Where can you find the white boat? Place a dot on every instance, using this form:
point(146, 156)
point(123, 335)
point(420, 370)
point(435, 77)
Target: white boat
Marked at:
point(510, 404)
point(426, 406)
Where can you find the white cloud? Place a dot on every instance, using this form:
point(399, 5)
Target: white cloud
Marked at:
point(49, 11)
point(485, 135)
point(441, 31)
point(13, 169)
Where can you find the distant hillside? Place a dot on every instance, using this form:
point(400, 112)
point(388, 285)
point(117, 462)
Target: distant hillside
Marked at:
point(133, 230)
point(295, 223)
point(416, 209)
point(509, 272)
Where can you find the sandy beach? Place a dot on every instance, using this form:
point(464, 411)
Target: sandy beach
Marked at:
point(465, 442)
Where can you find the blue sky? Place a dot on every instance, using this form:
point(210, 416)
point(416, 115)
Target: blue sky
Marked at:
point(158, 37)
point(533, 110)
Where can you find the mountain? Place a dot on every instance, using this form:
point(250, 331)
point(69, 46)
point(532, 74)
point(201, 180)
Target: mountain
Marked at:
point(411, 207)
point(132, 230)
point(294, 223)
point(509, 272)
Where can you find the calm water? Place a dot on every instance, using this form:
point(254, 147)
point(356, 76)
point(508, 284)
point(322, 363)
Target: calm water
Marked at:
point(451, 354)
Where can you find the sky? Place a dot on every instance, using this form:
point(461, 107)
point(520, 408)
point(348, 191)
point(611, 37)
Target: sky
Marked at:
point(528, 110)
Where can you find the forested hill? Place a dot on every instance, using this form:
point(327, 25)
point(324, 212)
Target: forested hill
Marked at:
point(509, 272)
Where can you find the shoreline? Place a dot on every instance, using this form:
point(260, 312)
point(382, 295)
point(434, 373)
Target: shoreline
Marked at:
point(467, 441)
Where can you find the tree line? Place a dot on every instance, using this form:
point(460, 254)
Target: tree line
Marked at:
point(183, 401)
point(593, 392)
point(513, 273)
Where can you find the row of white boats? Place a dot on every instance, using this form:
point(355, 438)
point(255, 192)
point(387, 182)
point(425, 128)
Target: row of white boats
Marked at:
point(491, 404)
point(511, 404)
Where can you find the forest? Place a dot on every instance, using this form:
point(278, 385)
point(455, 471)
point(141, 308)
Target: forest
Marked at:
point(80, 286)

━━━━━━

● YOUR ASSIGNMENT:
The required output is the exact sequence of lines from the one containing "point(356, 76)" through the end of the listing, both endpoints included.

● SOLVED EXERCISE:
point(356, 76)
point(508, 284)
point(322, 363)
Target: calm water
Marked at:
point(451, 354)
Where can you find the sky? Place a dot on every instance, using this form:
point(461, 107)
point(520, 408)
point(348, 191)
point(611, 37)
Target: sky
Marked at:
point(528, 110)
Where can you find the forested hill? Place a dot on every instance, using this form:
point(327, 25)
point(324, 212)
Target: forested hill
Marked at:
point(509, 272)
Where can you find the shoreline? Place a dot on every instance, using this form:
point(260, 312)
point(382, 295)
point(434, 373)
Target: shoreline
Marked at:
point(467, 441)
Where can you find the tree line? Place a dot on every instance, using this form:
point(460, 254)
Target: tree line
Marked at:
point(183, 401)
point(593, 392)
point(513, 273)
Where can you find the row of white boats? Place a dot on every instance, using this form:
point(355, 438)
point(255, 192)
point(387, 182)
point(425, 128)
Target: row of white boats
Marked at:
point(491, 404)
point(511, 404)
Where can you find the forest? Place a dot on every instance, using this form:
point(278, 385)
point(455, 471)
point(141, 308)
Target: forest
Marked at:
point(80, 286)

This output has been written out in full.